** start Supplied material **
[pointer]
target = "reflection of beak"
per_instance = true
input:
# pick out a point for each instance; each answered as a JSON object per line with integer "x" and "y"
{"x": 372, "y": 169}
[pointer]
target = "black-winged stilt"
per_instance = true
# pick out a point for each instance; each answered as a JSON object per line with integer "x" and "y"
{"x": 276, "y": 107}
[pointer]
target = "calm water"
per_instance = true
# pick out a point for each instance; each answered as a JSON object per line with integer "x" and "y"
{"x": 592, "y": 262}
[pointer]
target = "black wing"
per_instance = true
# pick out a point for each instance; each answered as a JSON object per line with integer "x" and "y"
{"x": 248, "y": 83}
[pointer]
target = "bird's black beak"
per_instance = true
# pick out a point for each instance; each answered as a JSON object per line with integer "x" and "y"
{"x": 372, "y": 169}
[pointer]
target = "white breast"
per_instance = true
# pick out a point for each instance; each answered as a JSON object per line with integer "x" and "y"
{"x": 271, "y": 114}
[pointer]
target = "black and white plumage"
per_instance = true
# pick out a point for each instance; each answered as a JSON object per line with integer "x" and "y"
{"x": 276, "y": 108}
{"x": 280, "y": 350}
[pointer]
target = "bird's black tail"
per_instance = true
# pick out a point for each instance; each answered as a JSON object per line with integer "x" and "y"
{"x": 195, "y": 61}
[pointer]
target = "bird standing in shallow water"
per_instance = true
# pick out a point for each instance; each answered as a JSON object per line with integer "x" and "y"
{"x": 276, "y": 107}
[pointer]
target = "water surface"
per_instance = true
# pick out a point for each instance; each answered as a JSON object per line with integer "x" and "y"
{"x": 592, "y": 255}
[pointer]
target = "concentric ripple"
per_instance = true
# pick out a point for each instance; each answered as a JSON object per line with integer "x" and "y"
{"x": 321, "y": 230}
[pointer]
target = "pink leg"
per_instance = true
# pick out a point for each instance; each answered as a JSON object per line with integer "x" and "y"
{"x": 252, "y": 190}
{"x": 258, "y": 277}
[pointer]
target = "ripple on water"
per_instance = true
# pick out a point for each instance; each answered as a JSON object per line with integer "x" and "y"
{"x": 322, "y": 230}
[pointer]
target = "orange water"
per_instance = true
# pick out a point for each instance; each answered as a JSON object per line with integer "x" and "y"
** end Supplied material **
Given request: Go through the records above and retype each one exactly.

Written response:
[pointer]
target = "reflection of beak"
per_instance = true
input:
# pick out a point for each instance; each answered as a JSON object per line with integer "x" and "y"
{"x": 372, "y": 169}
[pointer]
target = "black-winged stilt"
per_instance = true
# pick out a point for each instance; each answered as a JSON object per line with integer "x" and "y"
{"x": 276, "y": 107}
[pointer]
target = "calm water"
per_instance = true
# pick out a point for each instance; each answered as a JSON object per line with integer "x" and "y"
{"x": 592, "y": 262}
[pointer]
target = "black wing"
per_instance = true
# pick out a point for each instance; each answered as a JSON object per line with integer "x" and "y"
{"x": 248, "y": 83}
[pointer]
target = "bird's black beak"
per_instance = true
# pick out a point for each instance; each answered as a JSON object per line with integer "x" and "y"
{"x": 372, "y": 169}
[pointer]
target = "white breast"
per_instance = true
# pick out a point for each instance; each answered as a JSON object per line with integer "x" and "y"
{"x": 271, "y": 114}
[pointer]
target = "black and white plumage"
per_instance = true
# pick out a point for each instance; each answered as a JSON object per line with integer "x" and "y"
{"x": 276, "y": 108}
{"x": 280, "y": 350}
[pointer]
target = "bird's black tail"
per_instance = true
# pick out a point for each instance; each answered as a JSON object per line with integer "x" and "y"
{"x": 195, "y": 61}
[pointer]
target = "bird standing in shallow water"
per_instance = true
# pick out a point for each instance; each answered as a JSON object per line with integer "x" and "y"
{"x": 276, "y": 107}
[pointer]
target = "water surface"
per_instance = true
# pick out a point for each instance; each answered as a JSON object per line with integer "x" and "y"
{"x": 592, "y": 255}
[pointer]
target = "concentric ripple"
per_instance = true
# pick out a point for each instance; each answered as a JSON object per line with integer "x" and "y"
{"x": 321, "y": 230}
[pointer]
target = "pink leg"
per_instance = true
# pick out a point for each instance; each answered as a JSON object per line with integer "x" and "y"
{"x": 252, "y": 190}
{"x": 258, "y": 277}
[pointer]
target = "ripple on water"
per_instance = true
# pick out a point for each instance; each answered as a JSON object per line with integer "x" and "y"
{"x": 322, "y": 230}
[pointer]
target = "orange water"
per_instance = true
# pick out a point for each instance; each answered as a JSON object per line with integer "x" and "y"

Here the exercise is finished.